## Text for analysis
BEGIN

The week before last, we wanted to take a walk through the woods. It was not an easy wish to be satisfied, considering the nearest woods were an hour’s drive away from home and cost $5 per person. But even flimsy excuses never work with it’s a holiday and there are four people in the house milling about aimlessly. Surprisingly, I was even willing to sacrifice a nice sleeping-in-on-a- holiday session for this trip, and that happens only on extremely rare occasions. So we packed our lunch before I had time to change my mind to snuggle back into bed. A previous trip to Muir Woods was too long ago to be conveniently forgotten, and I didn’t waste my energies to try and remember. My energies had been solely reserved for the greater adventures of the day, and I didn’t want to waste them on daydreams.

END

## Problem 1
Decide whether each statement below agrees with the passage about the woods trip, answering yes or no and quoting the words of the passage that settle it. (a) The nearest woods were an hour's drive from home. (b) Entry to the woods was free. (c) The narrator had never been to Muir Woods before.
## Problem 2
Carry on the passage about the woods trip, picking up after its final sentence.

## Photo-based referring expression data
BEGIN

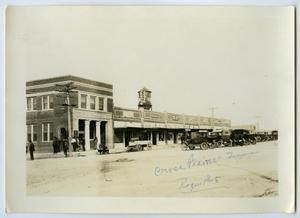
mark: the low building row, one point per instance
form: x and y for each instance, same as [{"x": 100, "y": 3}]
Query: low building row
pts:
[{"x": 85, "y": 107}]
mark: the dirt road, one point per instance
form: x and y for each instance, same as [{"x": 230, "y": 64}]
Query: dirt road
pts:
[{"x": 247, "y": 171}]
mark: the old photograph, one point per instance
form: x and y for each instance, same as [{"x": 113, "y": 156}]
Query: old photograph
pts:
[{"x": 152, "y": 101}]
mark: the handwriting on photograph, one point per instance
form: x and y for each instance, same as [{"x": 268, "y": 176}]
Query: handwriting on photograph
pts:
[{"x": 193, "y": 162}]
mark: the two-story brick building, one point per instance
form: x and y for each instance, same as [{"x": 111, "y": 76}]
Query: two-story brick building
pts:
[{"x": 93, "y": 115}]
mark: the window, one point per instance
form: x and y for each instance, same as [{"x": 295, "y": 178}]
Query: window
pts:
[
  {"x": 45, "y": 132},
  {"x": 101, "y": 104},
  {"x": 29, "y": 133},
  {"x": 92, "y": 102},
  {"x": 47, "y": 129},
  {"x": 32, "y": 133},
  {"x": 50, "y": 131},
  {"x": 83, "y": 101},
  {"x": 51, "y": 104},
  {"x": 34, "y": 104},
  {"x": 118, "y": 137},
  {"x": 31, "y": 104},
  {"x": 45, "y": 102}
]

END

## Answer box 1
(a) Yes: "the nearest woods were an hour’s drive away from home"
(b) No: "cost $5 per person"
(c) No: "A previous trip to Muir Woods was too long ago to be conveniently forgotten"

## Answer box 2
An hour later, this felt too good to be true. It was incredible that I had escaped the drab old concrete of the city and the discomforts of congestion, in a matter of less than an hour! It was also hard to believe that true paradise existed so close to home and that I had been so blind to it. The Muir woods stood beckoningly before me. I took in grateful lungfuls of air, enjoying the smell of Californian redwoods, and the rejuvenating freshness of the air. There was a surreal perfectness to these woods, and they were exactly the way I had pictured them be. Something about the way the light came down in dim, magical streaks to the world alive in silent seclusion enchanted me. Surrounding me was a colourful little world full of pleasant smells, moisture which clung to my body, and incredibly tall trees. They reminded me of countless fantasies—everything from the Forbidden Forest of Hogwarts to the forests of the Land of Narnia to the recent fantasy movie A Bridge to Terabethia.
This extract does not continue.